### Document section:
Hair and beauty industry presses Government for financial support

Reopening grant and tax concessions needed after Covid-19 shutdown, says confederation

Stylist Danny Law with customer Amy Smith at the Strand & Lock salon in Birmingham, England, where hairdressers reopened on April 12th. Ireland’s Hair and Beauty Industry Confederation has called for supports for the sector ahead of it reopening in the State. Photograph: Richard Vernalls/PA Wire

The Government is being pressed to provide “significant” financial support for hairdressers, barbers and salon operators when they reopen after more than four months of enforced closure due to Covid-19.

Making the case for an aid package that would include tax concessions and a €3,000 reopening grant, the Hair and Beauty Industry Confederation says support will be needed for the foreseeable future as the sector has been closed all year after facing 22 weeks of shutdown last year because of the pandemic.

Ministers have suggested that personal services such as hairdressing could resume next month as restrictions are eased.

Hospital Report

“If such assistance is not forthcoming, many businesses will not survive, which will destroy jobs, undermine the health of the high streets around the country, and damage the exchequer finances,” said the confederation, which represents 2,500 operators.


“The black market in hair and beauty services has prospered since March 2020, and the risk is that many clients may not return to legitimate businesses.”

Industry estimates suggest the sector supported almost 50,000 direct and indirect jobs before the pandemic. The group added that hair and beauty salons were a big driver of footfall in towns and shopping centres and contributed “in a positive way” to the streetscape.

A report by economist Jim Power for the confederation calls for prolonged VAT concessions and tax credits for consumers to encourage them to use such services. It wants an extension of wage subsidies and also debt write-offs.

### Dataset:

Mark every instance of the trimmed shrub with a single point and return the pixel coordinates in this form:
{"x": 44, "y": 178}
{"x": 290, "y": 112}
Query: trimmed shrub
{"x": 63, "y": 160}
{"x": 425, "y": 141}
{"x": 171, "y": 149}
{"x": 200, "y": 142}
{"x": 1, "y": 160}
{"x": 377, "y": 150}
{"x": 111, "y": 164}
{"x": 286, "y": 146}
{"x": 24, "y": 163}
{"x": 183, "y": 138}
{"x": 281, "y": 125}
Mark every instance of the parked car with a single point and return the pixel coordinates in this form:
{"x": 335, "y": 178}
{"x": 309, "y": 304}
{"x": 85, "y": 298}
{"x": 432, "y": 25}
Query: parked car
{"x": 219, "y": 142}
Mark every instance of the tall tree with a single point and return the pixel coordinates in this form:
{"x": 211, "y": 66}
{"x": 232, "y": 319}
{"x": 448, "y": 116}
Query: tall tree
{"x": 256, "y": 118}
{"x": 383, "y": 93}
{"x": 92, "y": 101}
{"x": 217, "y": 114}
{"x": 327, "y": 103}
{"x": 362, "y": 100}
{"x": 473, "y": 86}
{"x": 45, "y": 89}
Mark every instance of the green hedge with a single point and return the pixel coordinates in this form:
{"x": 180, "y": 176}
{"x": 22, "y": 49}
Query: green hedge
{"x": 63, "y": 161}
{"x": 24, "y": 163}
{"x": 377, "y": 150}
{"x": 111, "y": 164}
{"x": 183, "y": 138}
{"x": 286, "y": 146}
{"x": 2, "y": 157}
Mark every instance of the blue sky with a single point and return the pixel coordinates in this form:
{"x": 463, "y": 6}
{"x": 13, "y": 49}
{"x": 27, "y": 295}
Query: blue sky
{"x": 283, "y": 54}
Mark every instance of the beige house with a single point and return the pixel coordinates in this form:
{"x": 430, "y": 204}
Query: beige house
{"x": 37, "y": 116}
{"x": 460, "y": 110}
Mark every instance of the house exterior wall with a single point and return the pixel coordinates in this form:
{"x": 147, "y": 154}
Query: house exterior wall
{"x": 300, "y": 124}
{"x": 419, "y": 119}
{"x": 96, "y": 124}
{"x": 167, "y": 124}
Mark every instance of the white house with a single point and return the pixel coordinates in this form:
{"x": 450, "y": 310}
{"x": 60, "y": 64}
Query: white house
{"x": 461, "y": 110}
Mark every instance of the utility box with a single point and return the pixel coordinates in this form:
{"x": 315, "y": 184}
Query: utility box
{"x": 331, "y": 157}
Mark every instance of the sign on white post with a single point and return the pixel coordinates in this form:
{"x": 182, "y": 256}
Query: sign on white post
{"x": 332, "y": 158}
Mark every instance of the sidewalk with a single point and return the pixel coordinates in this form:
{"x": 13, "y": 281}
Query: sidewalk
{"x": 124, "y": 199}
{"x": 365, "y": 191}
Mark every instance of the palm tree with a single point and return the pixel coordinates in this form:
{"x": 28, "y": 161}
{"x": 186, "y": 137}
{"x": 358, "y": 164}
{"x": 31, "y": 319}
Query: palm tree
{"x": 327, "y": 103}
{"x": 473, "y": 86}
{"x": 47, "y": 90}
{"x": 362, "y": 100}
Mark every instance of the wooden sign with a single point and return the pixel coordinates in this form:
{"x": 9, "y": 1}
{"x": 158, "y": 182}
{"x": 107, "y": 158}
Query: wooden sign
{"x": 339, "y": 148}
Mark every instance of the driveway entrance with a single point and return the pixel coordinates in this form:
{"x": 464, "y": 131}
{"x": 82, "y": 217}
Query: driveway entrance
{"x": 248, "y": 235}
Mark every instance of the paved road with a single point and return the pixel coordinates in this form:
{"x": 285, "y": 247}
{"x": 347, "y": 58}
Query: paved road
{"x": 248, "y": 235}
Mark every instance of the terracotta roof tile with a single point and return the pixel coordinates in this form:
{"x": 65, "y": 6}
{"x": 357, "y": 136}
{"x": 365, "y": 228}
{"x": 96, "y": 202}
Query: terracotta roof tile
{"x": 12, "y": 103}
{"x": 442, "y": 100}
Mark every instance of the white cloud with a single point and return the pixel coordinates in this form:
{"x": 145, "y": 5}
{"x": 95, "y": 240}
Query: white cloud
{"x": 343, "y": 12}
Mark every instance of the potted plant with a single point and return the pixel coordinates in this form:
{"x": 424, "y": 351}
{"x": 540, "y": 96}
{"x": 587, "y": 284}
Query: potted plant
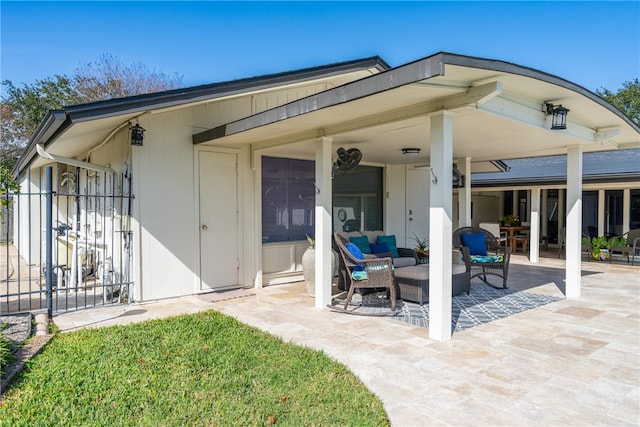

### Required tasks:
a – Answer these from the article on hair and beauty industry support:
(i) How many operators does the Hair and Beauty Industry Confederation represent?
(ii) How many weeks of shutdown did the sector face last year?
(iii) Who wrote the report for the confederation?
b – What measures does the Jim Power report call for in the article on hair and beauty industry support? List all of them.
c – Write the next part of the article on hair and beauty industry support, picking up after its last sentence.

### Exercise answers:
a –
(i) 2,500
(ii) 22 weeks
(iii) Economist Jim Power

b –
- Prolonged VAT concessions
- Tax credits for consumers to encourage them to use such services
- An extension of wage subsidies
- Debt write-offs

c –
Hairdressers already stand to benefit from a VAT cut to 9 per cent from 13.5 per cent that is supposed to remain in force until the end of the year. But the industry group said the reduction should apply indefinitely and be extended to include beauty salons, who do not qualify. Furthermore, it said a special 5 per cent VAT rate should apply for the sector until next year at the earliest to help it stabilise.

Tax credit

The group wants a “stay and spend” tax credit for consumers to use registered legitimate outlets, saying this would divert business from operators in the shadow economy who make no exchequer contribution.

Such a scheme should be introduced eight weeks after the sector reopens, to spur business after their initial return.

The group said the employment wage subsidy scheme, due to expire at the end of June, should be retained for the sector until the end of the year at least “and possibly to the middle of 2022”, depending on how restrictions evolve.

In addition, the group said the sector should also receive grants to meet once-off reopening costs and investment in personal protective equipment and rapid Covid-19 antigen testing.

“The grant should be equivalent to 50 per cent of commercial rates in 2019, subject to a minimum payment of €3,000.”

It added that many operators will suffer the legacy of accumulated rents, commercial rates, tax liabilities and bank interest costs after the lockdown.

“Furthermore, consideration must be given to writing off some of those accumulated financial liabilities.”